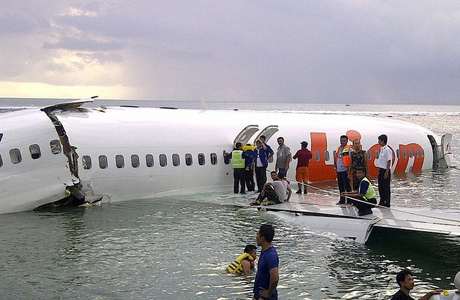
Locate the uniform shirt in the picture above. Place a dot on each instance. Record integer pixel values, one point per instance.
(282, 154)
(385, 155)
(268, 260)
(340, 166)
————————
Your instructions. Only the pictures are to be omitted; the records above must otherwise be reproduced exactly.

Task answer.
Locate the uniform shirt in the picture above. Place a dot on each instance. Record integer pixel values, one point per instance.
(282, 154)
(385, 155)
(268, 260)
(340, 166)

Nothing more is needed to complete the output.